Compiti:
A. Indica se ciascuna di queste affermazioni concorda con il testo su Gino Bartali, rispondendo sì o no e citando alla lettera le parole del testo che lo stabiliscono: (i) la scuola di Firenze a cui Bartali fu iscritto distava 6 km da casa sua; (ii) Bartali dedicò a Mussolini la vittoria al Tour de France corso per imposizione del governo fascista; (iii) Francesco Bianchi presentò il racconto nelle classi terze nel mese di ottobre.
B. Prosegui il testo su Gino Bartali a partire dall'ultima frase riportata.

Documento di partenza:

● ● ●

Il racconto di teatro educativo con Francesco Bianchi per il festival della comunità Educante. Al centro l’asso del ciclismo, classe 1914, che diventò un simbolo della forza italiana.
Nel mese di ottobre, nelle classi terze della scuola ‘Europa’ di Faenza, Francesco Bianchi, nell’ambito del festival della comunità Educante2024, ha presentato il racconto della vita di Gino Bartali dal punto di vista sportivo e umano. È stato un incontro di teatro educativo, un monologo senza scenografia e sovrastrutture in cui la parola e il racconto diventano i principali mezzi relazionali e comunicativi. Nel racconto si intrecciano le grandi imprese sportive di Bartali e le sue temerarie e giuste azioni che ricordano quanto sia importante scegliere da che parte stare.
Gino Bartali nacque il 18 luglio 1914 vicino a Firenze, in una famiglia contadina con due fratelli. Era un uomo molto corretto e onesto ma critico nei confronti degli altri. Arrivato alla sesta elementare, la sua scuola venne chiusa e quindi i suoi genitori decisero di iscriverlo ad una scuola di Firenze, distante 6 km da casa sua. Dato che la strada era troppo lunga i genitori di Gino gli regalarono una bici; da qui nacque la sua passione smisurata per il ciclismo e la decisione di diventare un corridore. Inizialmente il padre era scettico e, infatti, gli chiese se si guadagnasse, Gino rispose che si guadagnava solo se si vinceva. Allora il padre lo provocò domandandogli se fosse stato in grado di vincere, lui accettò la provocazione dicendo che ci sarebbe riuscito. Nel 1937 Gino partecipò alla sua prima competizione importante. L’anno dopo il governo fascista gli impose di andare a correre il Tour de France come simbolo della forza italiana. Lui vinse, ma invece che dedicare la sua vittoria a Mussolini, come erano successo nei campionati mondiali di calcio, la dedicò alla Madonna e si fece il segno della croce. Nel 1948 a oltre metà del tragitto, ha ventun minuti di ritardo sul primo della gara, in una tappa sulle Alpi francesi guadagna dieci minuti. Nella tappa dopo ne guadagna altri undici. Arriva al traguardo con dodici minuti di anticipo su tutti gli altri. Inizialmente viene accolto in silenzio ma alla fine tutti applaudono.

● ● ●

(Voci dei contorni delle forme)
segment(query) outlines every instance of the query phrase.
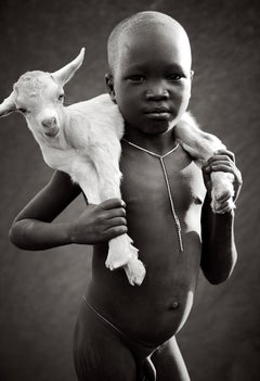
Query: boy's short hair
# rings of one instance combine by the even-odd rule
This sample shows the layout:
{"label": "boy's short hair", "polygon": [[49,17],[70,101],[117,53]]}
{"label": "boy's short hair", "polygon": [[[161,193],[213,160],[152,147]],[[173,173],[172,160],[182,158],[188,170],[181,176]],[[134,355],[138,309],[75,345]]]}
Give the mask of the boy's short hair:
{"label": "boy's short hair", "polygon": [[[159,25],[162,25],[162,26],[169,25],[169,23],[174,24],[179,28],[183,29],[181,24],[179,24],[171,16],[165,13],[155,12],[155,11],[139,12],[131,15],[130,17],[123,18],[112,30],[107,41],[107,58],[108,58],[108,65],[109,65],[110,72],[113,73],[117,67],[121,37],[126,33],[134,31],[141,25],[142,26],[145,25],[145,27],[147,28],[155,29]],[[185,33],[184,29],[183,31]]]}

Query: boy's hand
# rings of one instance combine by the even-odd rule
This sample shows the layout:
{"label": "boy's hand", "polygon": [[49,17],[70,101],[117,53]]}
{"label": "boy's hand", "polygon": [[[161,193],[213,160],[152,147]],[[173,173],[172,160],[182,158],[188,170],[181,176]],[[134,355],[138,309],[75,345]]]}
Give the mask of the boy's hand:
{"label": "boy's hand", "polygon": [[[234,153],[226,150],[216,151],[214,154],[211,157],[209,157],[209,160],[203,166],[204,182],[207,188],[208,194],[211,194],[210,174],[212,172],[225,172],[234,175],[233,187],[234,187],[235,194],[233,200],[235,202],[240,192],[243,180],[242,180],[242,174],[235,165]],[[229,199],[229,195],[227,195],[227,199]],[[223,196],[223,200],[220,200],[220,201],[223,204],[226,202],[224,196]]]}
{"label": "boy's hand", "polygon": [[72,243],[95,244],[108,241],[127,232],[126,204],[119,199],[109,199],[99,205],[89,204],[72,224]]}

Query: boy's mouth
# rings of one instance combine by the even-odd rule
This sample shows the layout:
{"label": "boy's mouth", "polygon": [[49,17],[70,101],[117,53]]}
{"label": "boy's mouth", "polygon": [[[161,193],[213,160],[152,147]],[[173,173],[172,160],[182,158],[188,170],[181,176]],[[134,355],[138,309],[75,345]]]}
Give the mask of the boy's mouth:
{"label": "boy's mouth", "polygon": [[147,117],[150,117],[150,118],[169,119],[171,112],[168,107],[156,106],[156,107],[145,109],[144,114],[147,115]]}

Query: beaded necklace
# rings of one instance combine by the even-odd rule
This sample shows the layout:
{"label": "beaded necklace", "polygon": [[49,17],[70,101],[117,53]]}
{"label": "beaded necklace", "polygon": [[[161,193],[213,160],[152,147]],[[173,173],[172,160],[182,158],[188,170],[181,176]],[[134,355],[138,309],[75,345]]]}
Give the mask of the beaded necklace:
{"label": "beaded necklace", "polygon": [[165,165],[165,162],[164,162],[164,158],[166,156],[168,156],[169,154],[171,154],[173,151],[176,151],[179,147],[179,143],[177,143],[169,152],[167,152],[166,154],[164,155],[158,155],[157,153],[154,153],[152,151],[148,151],[138,144],[134,144],[132,143],[131,141],[128,141],[127,139],[122,139],[122,141],[125,141],[126,143],[128,143],[129,145],[140,150],[140,151],[143,151],[143,152],[146,152],[147,154],[152,155],[152,156],[155,156],[157,158],[159,158],[159,162],[160,162],[160,165],[161,165],[161,168],[162,168],[162,173],[164,173],[164,177],[165,177],[165,181],[166,181],[166,187],[167,187],[167,191],[168,191],[168,195],[169,195],[169,201],[170,201],[170,206],[171,206],[171,212],[172,212],[172,216],[173,216],[173,219],[174,219],[174,223],[176,223],[176,227],[177,227],[177,233],[178,233],[178,239],[179,239],[179,244],[180,244],[180,250],[181,252],[183,252],[183,242],[182,242],[182,229],[181,229],[181,224],[180,224],[180,219],[176,213],[176,208],[174,208],[174,203],[173,203],[173,199],[172,199],[172,194],[171,194],[171,190],[170,190],[170,182],[169,182],[169,178],[168,178],[168,174],[167,174],[167,169],[166,169],[166,165]]}

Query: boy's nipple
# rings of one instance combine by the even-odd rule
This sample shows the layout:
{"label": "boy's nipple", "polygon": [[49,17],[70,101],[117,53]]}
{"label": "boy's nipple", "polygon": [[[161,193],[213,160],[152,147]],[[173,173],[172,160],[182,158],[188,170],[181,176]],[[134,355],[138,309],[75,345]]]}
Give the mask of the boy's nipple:
{"label": "boy's nipple", "polygon": [[174,301],[169,304],[169,310],[177,309],[179,307],[180,303]]}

● ● ●

Soluzioni dei compiti:
A.
(i) Sì: «distante 6 km da casa sua».
(ii) No: «invece che dedicare la sua vittoria a Mussolini, come erano successo nei campionati mondiali di calcio, la dedicò alla Madonna».
(iii) Sì: «Nel mese di ottobre, nelle classi terze della scuola ‘Europa’ di Faenza».

B.
Gino Bartali, oltre ad aver partecipato a diverse manifestazioni sportive, è stato fondamentale per tutti quegli ebrei che cercavano di scappare dalla deportazione nei campi di concentramento. Durante il periodo del nazismo fu spinto dalla sua gentilezza e dalla sua empatia a rischiare la vita per circa 800 ebrei. Porse il suo aiuto nascondendo documenti falsi all’interno della bicicletta così che gli ebrei potessero scappare senza essere uccisi. Ogni giorno Gino Bartali percorreva la tratta di Genova-Firenze, Firenze-Lucca e Firenze-Assisi, tutta in bicicletta. Naturalmente in lui c’erano paura e ansia di essere scoperto, sia per la sua vita ma soprattutto per la sua famiglia e per tutti gli ebrei di cui aveva i documenti nella bici. Nella sua vita ci furono anche degli imprevisti; per esempio quando venne convocato dai fascisti a Villa Triste, dove lo trattennero per due giorni e due notti. Gli chiesero perché il Vaticano lo ringraziasse e lui rispose soltanto che aveva aiutato delle persone povere, cosa in parte vera. Dopo questa dichiarazione venne rilasciato. Non raccontò mai a nessuno delle sue imprese perché come egli stesso diceva: “Il bene si fa ma non si dice.”. Bartali morì il 5 maggio del 2000 a Firenze per un attacco di cuore.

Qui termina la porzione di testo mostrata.